Extract:
..........
His parents both worked for Marks & Spencer before going on to work for themselves. His father, Percy, later qualified as a solicitor when he was 50.

==Career==
Richer's business career started at the age of 14 while he was still at school at Clifton College, Bristol, and he opened his first shop near London Bridge aged 19. This store in south London holds the Guinness record for the highest sales per square foot of any retail outlet in the world.

Richer in the past advised some organisations including Asda on staff motivation, customer service, cultural change, communications and suggestion schemes. In March 2018, Marks & Spencer announced that he was advising them on cultural change.

He has been awarded honorary doctorates by Kingston University and Bournemouth University in 2002, University of York and Open University in 2023, as well as University of Worcester in 2025.

Richer was appointed as a Lieutenant of the Royal Victorian Order (LVO) in 2007.

In November 2013, Richer announced to the press that he would bequeath 100% of the firm to a trust co-owned by employees of the company. In May 2019, Richer, then aged 60, announced that he had transferred ownership to employees by passing 60% of his shares to a trust, as well as separately paying each employee, excluding directors, a thank you bonus of £1,000 for every year of work to over 500 employees who had worked an average of 8 years each (circa £4 million).
..........
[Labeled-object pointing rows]
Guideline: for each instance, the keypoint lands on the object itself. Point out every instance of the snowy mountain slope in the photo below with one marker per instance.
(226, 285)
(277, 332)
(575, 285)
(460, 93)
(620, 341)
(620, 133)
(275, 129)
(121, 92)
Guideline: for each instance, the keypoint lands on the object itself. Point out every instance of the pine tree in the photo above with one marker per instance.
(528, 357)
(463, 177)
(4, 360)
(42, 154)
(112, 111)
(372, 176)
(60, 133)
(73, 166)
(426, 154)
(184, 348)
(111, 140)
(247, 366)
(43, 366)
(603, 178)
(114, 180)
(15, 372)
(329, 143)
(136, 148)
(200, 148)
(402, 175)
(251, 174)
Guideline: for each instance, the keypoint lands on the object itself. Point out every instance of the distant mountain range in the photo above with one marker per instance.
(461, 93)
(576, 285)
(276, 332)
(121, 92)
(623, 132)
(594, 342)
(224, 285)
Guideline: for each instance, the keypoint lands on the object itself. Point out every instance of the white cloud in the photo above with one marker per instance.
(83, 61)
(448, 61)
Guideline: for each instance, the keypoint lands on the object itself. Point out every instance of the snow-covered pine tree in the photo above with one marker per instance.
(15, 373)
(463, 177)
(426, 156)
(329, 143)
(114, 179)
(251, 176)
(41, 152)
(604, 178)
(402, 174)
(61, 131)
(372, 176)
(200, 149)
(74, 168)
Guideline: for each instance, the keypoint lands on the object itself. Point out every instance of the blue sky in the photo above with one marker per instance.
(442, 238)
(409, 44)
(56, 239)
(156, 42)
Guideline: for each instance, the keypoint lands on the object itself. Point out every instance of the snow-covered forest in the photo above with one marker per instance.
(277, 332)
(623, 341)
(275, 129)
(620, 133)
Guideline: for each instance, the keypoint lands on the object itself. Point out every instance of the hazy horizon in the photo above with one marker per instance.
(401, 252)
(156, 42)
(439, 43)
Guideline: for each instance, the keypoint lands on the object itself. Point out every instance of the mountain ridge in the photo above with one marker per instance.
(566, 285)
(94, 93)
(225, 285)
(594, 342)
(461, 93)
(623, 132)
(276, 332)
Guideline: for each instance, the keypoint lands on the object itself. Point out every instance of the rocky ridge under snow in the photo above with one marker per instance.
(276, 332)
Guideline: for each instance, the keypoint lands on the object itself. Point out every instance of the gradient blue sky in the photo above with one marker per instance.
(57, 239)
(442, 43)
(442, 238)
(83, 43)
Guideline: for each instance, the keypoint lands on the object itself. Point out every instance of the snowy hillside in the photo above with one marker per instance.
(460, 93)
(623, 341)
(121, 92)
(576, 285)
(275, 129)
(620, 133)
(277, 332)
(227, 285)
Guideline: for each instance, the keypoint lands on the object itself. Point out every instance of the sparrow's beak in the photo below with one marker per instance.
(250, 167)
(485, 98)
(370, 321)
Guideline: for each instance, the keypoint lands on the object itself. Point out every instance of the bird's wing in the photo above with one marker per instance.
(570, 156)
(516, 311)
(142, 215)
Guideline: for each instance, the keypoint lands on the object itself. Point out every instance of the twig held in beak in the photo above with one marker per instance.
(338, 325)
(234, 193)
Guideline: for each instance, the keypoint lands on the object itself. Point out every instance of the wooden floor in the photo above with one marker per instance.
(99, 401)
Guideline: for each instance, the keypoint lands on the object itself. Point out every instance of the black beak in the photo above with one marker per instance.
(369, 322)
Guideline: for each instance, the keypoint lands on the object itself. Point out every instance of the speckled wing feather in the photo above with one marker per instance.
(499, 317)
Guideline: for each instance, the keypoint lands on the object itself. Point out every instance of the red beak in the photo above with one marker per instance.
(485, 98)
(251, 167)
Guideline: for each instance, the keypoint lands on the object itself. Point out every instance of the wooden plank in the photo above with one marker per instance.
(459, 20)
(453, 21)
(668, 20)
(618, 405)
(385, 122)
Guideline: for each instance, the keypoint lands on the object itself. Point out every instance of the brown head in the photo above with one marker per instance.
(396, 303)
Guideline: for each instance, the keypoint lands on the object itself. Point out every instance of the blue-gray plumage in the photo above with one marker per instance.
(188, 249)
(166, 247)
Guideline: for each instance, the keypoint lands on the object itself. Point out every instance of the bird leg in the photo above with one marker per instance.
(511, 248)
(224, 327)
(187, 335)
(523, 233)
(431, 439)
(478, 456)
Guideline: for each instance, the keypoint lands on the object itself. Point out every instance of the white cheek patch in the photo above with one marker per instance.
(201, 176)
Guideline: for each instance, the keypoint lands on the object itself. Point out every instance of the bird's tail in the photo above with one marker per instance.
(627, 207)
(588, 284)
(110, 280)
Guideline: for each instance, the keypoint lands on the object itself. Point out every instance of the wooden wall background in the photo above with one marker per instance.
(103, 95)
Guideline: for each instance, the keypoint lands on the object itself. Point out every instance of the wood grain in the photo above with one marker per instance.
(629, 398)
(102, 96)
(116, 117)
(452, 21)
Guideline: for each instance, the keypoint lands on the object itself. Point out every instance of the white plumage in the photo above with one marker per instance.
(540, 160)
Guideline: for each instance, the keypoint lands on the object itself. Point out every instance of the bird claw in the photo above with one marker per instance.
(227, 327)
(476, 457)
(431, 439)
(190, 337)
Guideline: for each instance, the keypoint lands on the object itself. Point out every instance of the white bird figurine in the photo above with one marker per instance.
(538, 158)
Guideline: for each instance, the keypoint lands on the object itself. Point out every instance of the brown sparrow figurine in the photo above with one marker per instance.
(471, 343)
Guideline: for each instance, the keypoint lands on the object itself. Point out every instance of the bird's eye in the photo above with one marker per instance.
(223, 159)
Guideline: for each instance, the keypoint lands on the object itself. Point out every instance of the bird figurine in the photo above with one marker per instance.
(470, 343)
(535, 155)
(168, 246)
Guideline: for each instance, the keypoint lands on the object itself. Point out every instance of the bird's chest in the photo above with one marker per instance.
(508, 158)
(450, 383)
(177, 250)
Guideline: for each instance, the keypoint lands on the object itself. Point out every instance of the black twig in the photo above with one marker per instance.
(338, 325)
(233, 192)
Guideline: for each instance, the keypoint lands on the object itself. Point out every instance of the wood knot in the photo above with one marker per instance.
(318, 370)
..........
Problem set:
[1] According to the career extract, how old was Richer when he opened his first shop near London Bridge?
[2] In the rows, from the line with "the wood knot" through the end of the rows, swap "wood knot" for "tree knot". Give back only those lines, with everything else unchanged.
The text and the rows have no connection to each other.

Expected responses:
[1] He was 19.

[2]
Guideline: for each instance, the keypoint lands on the object itself. Point out every instance of the tree knot in the photo above with one marker per instance.
(318, 370)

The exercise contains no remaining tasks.